• **PROVIDED TEXT**:
┄┄┄┄┄┄┄┄┄┄
"Learn to code," they said. So that is what I did. This blog post is about my first foray into using an API for data science, and describes in detail the issues that I encountered, as well as the code that I used. I hope that it may be helpful to someone else out there who is just starting out.

This Transmission Is Coming to You

The first thing I did was open the API technical documentation. I explored the endpoints and call options. I took a look at the sample Python code that was provided for making a request to the API. It looked like this:

from urllib.request import Request, urlopen  # Python 3
req = Request('https://gs-api.greatschools.org/nearby-schools?distance=50')
req.add_header('X-API-Key', 'XXXXXXXXXXXXXXXXXXXXX')
content = urlopen(req).read()

The above code does three things:

  1. Assigns to the variable "req" a function "Request" (from "requests" library)
┄┄┄┄┄┄┄┄┄┄
• **GIVEN RECORDS**:
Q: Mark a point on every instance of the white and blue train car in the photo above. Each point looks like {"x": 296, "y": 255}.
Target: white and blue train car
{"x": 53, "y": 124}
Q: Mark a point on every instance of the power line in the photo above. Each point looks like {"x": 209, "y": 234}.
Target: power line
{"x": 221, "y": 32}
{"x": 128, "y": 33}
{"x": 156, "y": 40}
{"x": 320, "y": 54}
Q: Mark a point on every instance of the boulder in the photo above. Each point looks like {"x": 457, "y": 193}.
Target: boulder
┄┄┄┄┄┄┄┄┄┄
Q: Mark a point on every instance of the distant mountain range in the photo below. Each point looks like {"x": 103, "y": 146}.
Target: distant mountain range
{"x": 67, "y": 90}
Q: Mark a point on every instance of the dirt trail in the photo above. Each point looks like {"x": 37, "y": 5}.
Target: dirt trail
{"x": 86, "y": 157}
┄┄┄┄┄┄┄┄┄┄
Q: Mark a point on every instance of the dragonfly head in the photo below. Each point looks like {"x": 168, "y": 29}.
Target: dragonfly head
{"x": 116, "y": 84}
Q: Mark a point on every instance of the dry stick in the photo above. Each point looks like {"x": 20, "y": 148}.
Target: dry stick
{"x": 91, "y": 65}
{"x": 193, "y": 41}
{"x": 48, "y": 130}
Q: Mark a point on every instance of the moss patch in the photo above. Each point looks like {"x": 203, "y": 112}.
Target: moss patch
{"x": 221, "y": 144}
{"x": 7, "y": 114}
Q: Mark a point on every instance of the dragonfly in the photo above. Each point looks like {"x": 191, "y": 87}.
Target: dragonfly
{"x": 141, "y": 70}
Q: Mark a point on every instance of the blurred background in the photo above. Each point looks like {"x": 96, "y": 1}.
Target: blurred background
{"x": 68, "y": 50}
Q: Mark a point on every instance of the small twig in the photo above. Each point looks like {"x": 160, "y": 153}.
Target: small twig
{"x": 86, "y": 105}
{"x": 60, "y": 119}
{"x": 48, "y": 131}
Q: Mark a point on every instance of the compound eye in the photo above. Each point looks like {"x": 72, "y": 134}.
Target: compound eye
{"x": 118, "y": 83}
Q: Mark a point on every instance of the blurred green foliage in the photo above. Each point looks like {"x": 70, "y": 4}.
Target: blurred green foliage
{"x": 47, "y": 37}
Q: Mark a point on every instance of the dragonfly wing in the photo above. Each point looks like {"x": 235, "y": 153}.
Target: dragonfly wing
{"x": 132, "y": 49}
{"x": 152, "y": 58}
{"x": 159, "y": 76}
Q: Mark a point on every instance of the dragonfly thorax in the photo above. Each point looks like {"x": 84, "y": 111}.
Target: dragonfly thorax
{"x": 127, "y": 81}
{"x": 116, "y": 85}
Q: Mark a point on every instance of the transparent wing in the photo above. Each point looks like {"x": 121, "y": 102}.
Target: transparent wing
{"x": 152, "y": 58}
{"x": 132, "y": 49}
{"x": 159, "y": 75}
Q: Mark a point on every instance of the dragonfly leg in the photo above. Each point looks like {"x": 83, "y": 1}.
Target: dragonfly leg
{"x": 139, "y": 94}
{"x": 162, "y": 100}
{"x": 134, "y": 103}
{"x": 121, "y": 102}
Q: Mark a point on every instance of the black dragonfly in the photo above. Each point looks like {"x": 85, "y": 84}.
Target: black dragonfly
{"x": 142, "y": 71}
┄┄┄┄┄┄┄┄┄┄
• **WHAT THE TASK ASKS**: Please say whether each statement agrees with the blog post on using an API, answering yes or no and quoting the words that decide it: (a) The sample code in the documentation was written in Python. (b) The author began by writing code before opening the documentation. (c) The post covers the code the author used. The entries have no role in what is asked here.

• **THE SOLUTION**:
(a) Yes: "I took a look at the sample Python code that was provided for making a request to the API."
(b) No: "The first thing I did was open the API technical documentation."
(c) Yes: "describes in detail the issues that I encountered, as well as the code that I used."